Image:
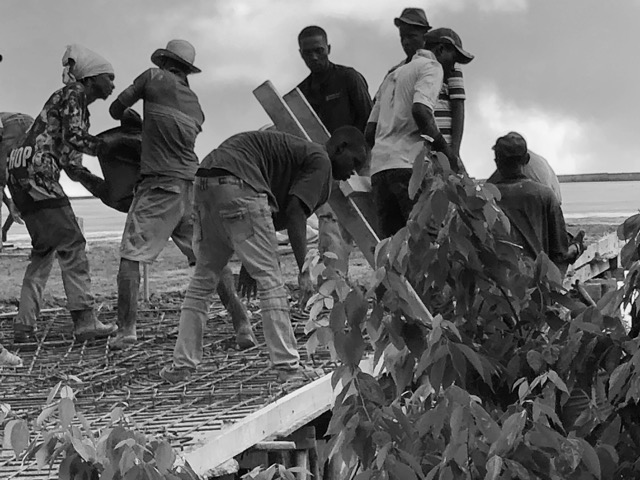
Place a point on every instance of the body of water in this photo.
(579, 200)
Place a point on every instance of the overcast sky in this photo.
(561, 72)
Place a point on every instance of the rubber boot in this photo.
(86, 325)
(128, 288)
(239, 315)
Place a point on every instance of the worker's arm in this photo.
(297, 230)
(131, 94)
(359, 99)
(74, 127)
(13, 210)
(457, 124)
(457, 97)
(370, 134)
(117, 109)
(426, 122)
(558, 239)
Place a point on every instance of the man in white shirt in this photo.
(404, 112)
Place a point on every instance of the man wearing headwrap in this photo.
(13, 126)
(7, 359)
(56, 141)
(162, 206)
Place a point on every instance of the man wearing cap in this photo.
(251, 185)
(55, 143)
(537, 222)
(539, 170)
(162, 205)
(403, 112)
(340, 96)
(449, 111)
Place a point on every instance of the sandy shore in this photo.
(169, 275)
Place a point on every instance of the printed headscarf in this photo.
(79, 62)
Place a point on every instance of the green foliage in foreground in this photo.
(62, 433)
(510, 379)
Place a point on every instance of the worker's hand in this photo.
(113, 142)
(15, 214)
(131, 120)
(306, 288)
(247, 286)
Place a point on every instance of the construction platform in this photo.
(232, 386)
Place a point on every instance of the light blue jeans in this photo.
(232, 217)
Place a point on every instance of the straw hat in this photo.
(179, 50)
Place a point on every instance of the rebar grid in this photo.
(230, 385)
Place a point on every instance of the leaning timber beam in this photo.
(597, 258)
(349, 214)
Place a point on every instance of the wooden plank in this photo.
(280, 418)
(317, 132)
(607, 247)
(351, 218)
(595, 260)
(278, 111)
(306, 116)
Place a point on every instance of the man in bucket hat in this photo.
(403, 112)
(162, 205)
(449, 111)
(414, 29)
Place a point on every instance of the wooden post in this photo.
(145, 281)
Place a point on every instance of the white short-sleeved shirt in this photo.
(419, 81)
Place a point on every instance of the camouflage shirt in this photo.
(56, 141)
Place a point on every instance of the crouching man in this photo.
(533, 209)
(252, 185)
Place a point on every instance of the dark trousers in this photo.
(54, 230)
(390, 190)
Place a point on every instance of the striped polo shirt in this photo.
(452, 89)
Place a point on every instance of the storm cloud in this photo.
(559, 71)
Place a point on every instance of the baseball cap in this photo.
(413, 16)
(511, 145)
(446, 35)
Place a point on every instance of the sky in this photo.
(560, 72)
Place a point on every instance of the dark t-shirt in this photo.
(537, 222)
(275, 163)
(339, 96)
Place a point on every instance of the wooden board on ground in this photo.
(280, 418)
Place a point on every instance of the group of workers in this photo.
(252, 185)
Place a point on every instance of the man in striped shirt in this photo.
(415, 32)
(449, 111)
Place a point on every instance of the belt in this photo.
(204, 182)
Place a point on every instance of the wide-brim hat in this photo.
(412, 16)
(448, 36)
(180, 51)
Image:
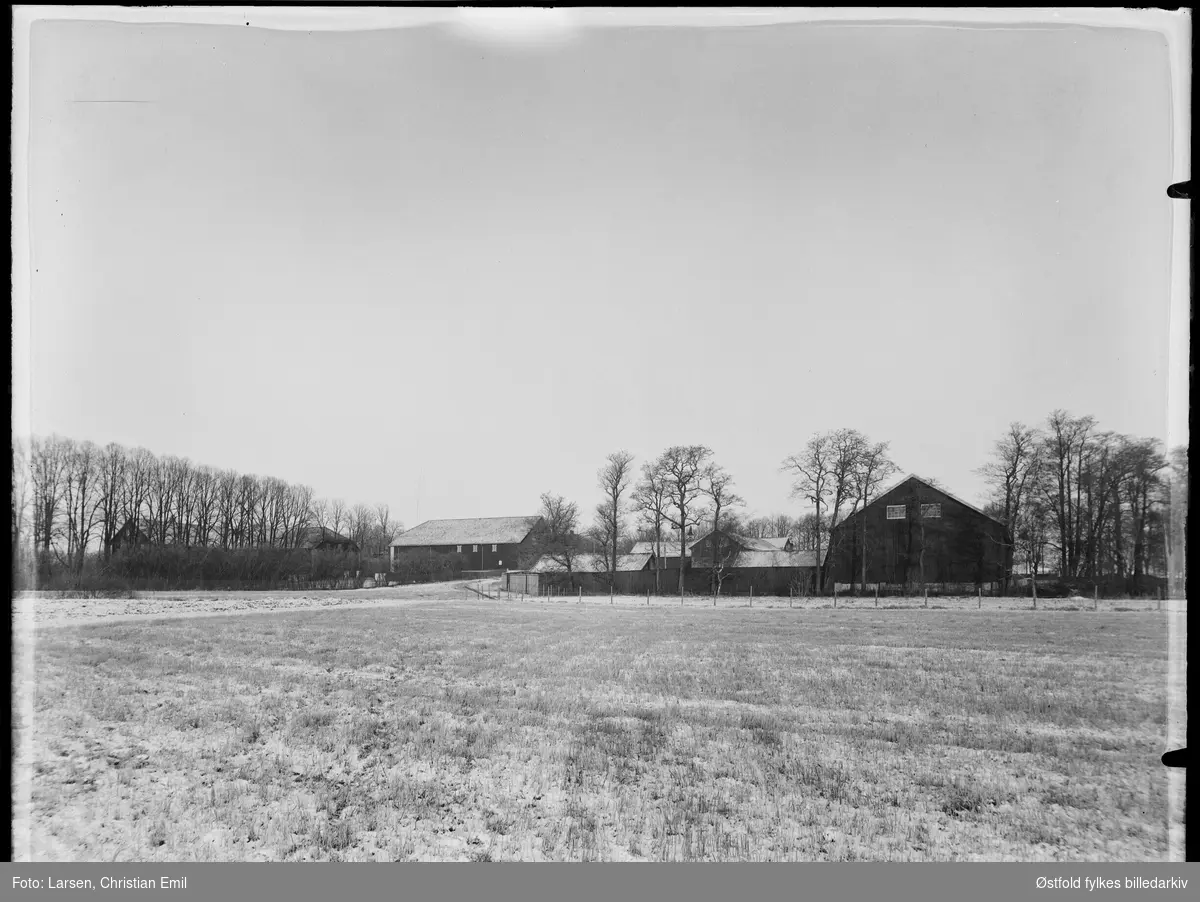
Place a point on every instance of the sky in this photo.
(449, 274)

§ §

**THE PROBLEM**:
Please format the material above as a JSON list of strings, one string per line, with blank lines and the pictures left out.

**CORRECT ANSWER**:
[
  "Image:",
  "Place a point on every instance of the body of water in this photo.",
  "(579, 200)",
  "Place a point on every instance of the overcast sky in this photo.",
  "(561, 72)",
  "Place a point on every instance of the rubber boot in this photo.",
  "(86, 325)",
  "(128, 288)",
  "(239, 315)",
  "Place a point on every instance of the worker's arm in this photo.",
  "(297, 230)",
  "(131, 94)",
  "(359, 99)",
  "(74, 127)",
  "(13, 210)",
  "(457, 124)",
  "(457, 97)",
  "(370, 134)",
  "(117, 109)",
  "(426, 122)",
  "(558, 239)",
  "Place a point on every instance of the man in white shirt in this photo.",
  "(404, 112)",
  "Place a point on every instance of the man wearing headwrap in this photo.",
  "(13, 126)",
  "(7, 359)",
  "(56, 141)",
  "(162, 206)",
  "Place a point on every instance of the man wearing cap in this photo.",
  "(251, 185)",
  "(55, 143)",
  "(537, 222)",
  "(539, 170)",
  "(162, 205)",
  "(403, 112)",
  "(340, 96)",
  "(449, 111)",
  "Place a point on every instance of the sandy shore in this photo.",
  "(169, 275)",
  "Place a point on every instance of the printed headscarf in this photo.",
  "(79, 62)",
  "Place a point on every instance of the green foliage in foreground in this photo.",
  "(62, 433)",
  "(510, 379)",
  "Place a point on every instance of the worker's hand in this photo.",
  "(113, 142)",
  "(15, 214)",
  "(131, 120)",
  "(306, 288)",
  "(247, 286)",
  "Place a point on every instance of the construction platform in this photo.",
  "(232, 386)",
  "Place a point on every instance of the light blue jeans in this photo.",
  "(232, 217)",
  "Place a point on every instance of the straw hat in this photo.",
  "(179, 50)",
  "Place a point on every instance of the rebar grid in this photo.",
  "(230, 385)",
  "Place a point on every instance of the leaning timber beam in this photo.",
  "(597, 258)",
  "(349, 214)",
  "Place a point on every instance of the wooden plank in this photo.",
  "(280, 418)",
  "(317, 132)",
  "(607, 247)",
  "(351, 218)",
  "(595, 260)",
  "(278, 111)",
  "(306, 116)",
  "Place a point on every instance of the man in bucket hat in this photo.",
  "(403, 112)",
  "(162, 205)",
  "(449, 111)",
  "(414, 29)",
  "Place a point on every instance of the wooden post in this photo.",
  "(145, 281)",
  "Place a point on every instance of the white short-sleeved shirt in this photo.",
  "(419, 81)",
  "Place a point on every instance of the camouflage shirt in this photo.",
  "(56, 141)",
  "Place a point on every instance of the crouching man in this photo.",
  "(533, 209)",
  "(252, 185)",
  "Place a point on every instance of the dark trousers in this photo.",
  "(54, 230)",
  "(390, 190)",
  "Place a point on every instance of the striped polo shirt in this photo.",
  "(452, 89)",
  "Place a point on every instance of the storm cloud in this photo.",
  "(559, 71)",
  "Place a point on every instance of the baseball cap in this photo.",
  "(413, 16)",
  "(511, 145)",
  "(446, 35)",
  "Place a point on every instance of the sky in this photo.",
  "(560, 72)",
  "Place a point on every instance of the dark t-shirt in this photo.",
  "(537, 222)",
  "(275, 163)",
  "(339, 96)",
  "Place a point on every instance of the wooden board on ground in this photo.",
  "(280, 418)",
  "Place a point on every instance of the group of workers in this photo.",
  "(252, 185)",
  "Place a point on every instance of the man in striped shirt in this photo.",
  "(415, 32)",
  "(449, 111)",
  "Place a point on every instance of the belt in this photo.",
  "(204, 182)",
  "Place a point on every instance of the wide-brim hat in this photo.",
  "(412, 16)",
  "(448, 36)",
  "(180, 51)",
  "Image:",
  "Place a point on every instance of the sky in this photo.",
  "(449, 274)"
]